### Work request
Go through the material below and state how many lines include "outline", giving the number only.

### Records for the task
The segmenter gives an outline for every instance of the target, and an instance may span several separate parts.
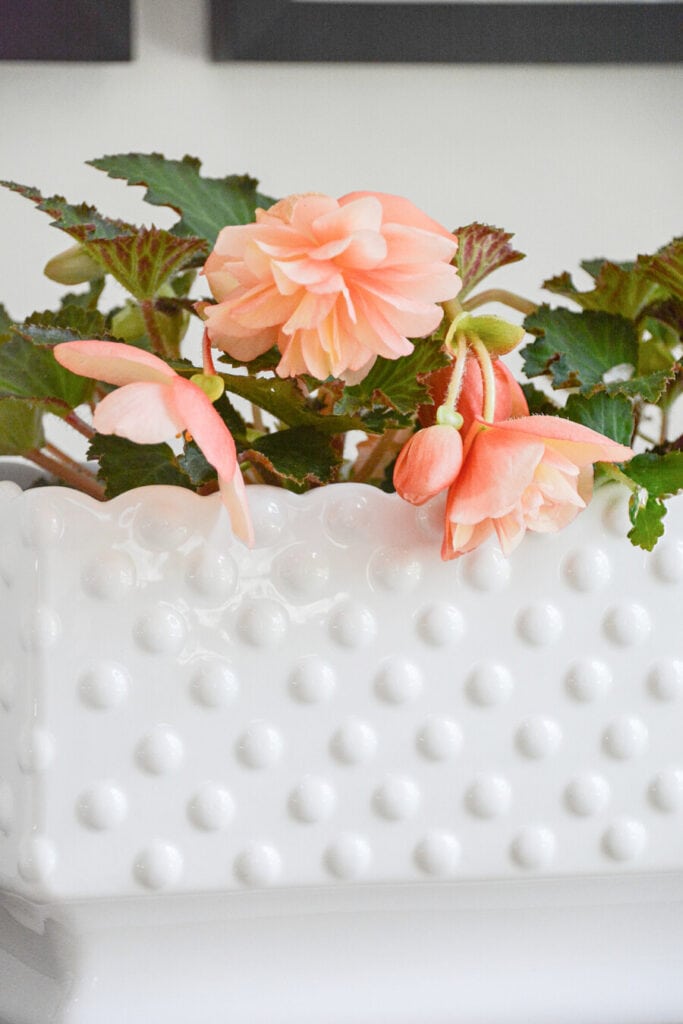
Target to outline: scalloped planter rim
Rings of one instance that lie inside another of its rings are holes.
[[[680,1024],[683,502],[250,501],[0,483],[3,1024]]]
...
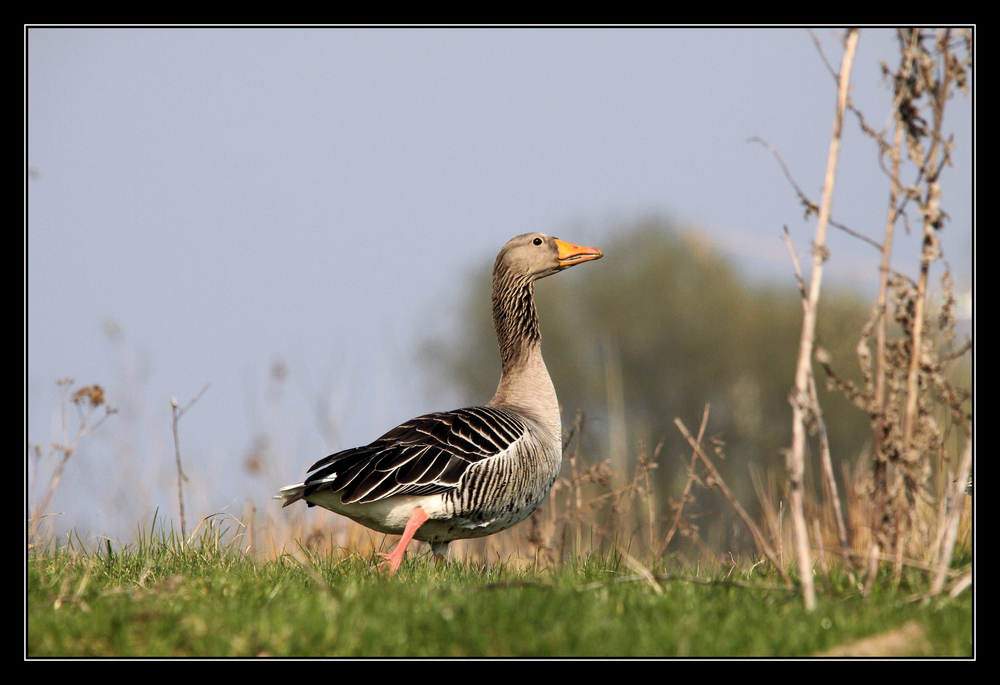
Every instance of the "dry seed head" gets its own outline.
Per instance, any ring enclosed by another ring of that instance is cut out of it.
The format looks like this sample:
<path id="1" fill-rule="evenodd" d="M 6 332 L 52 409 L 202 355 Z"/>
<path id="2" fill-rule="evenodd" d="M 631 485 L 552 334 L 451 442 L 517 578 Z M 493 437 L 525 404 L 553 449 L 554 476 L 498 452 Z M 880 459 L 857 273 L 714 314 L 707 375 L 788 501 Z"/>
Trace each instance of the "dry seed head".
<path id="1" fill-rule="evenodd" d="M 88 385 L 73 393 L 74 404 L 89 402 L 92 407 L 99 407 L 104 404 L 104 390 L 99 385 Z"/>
==
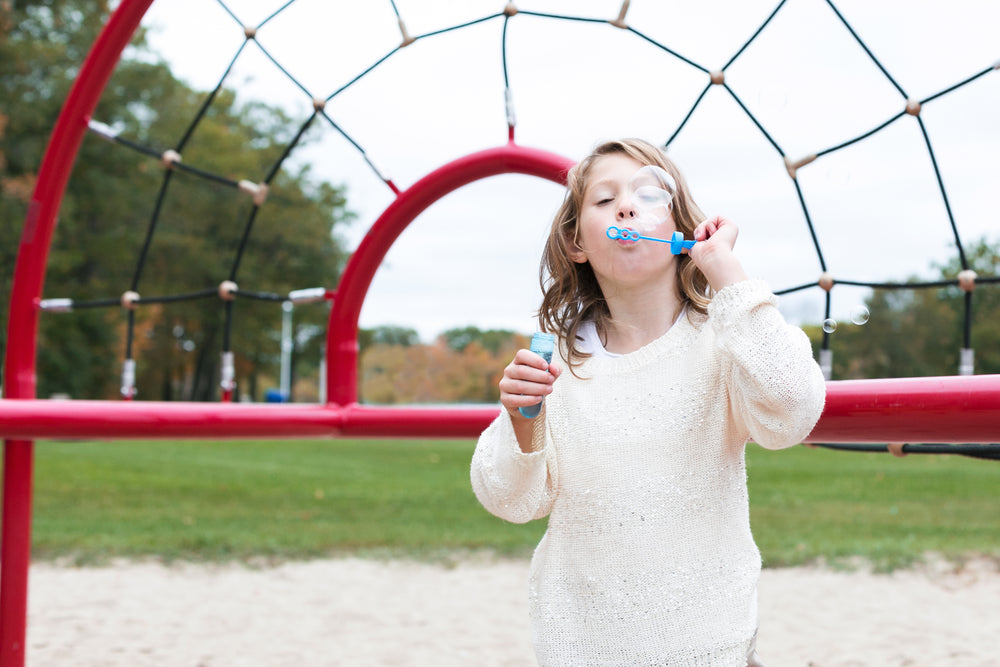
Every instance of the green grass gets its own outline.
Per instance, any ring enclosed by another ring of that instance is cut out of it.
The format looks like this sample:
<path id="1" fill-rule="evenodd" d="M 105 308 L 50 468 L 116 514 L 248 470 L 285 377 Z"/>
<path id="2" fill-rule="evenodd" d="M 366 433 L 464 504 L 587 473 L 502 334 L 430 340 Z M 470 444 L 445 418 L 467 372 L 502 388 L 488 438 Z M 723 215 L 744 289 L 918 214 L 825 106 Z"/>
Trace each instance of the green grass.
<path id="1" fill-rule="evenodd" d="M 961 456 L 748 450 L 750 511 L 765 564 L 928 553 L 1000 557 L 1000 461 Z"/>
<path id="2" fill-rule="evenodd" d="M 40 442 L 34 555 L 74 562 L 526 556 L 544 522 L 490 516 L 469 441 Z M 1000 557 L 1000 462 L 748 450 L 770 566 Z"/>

### Expected output
4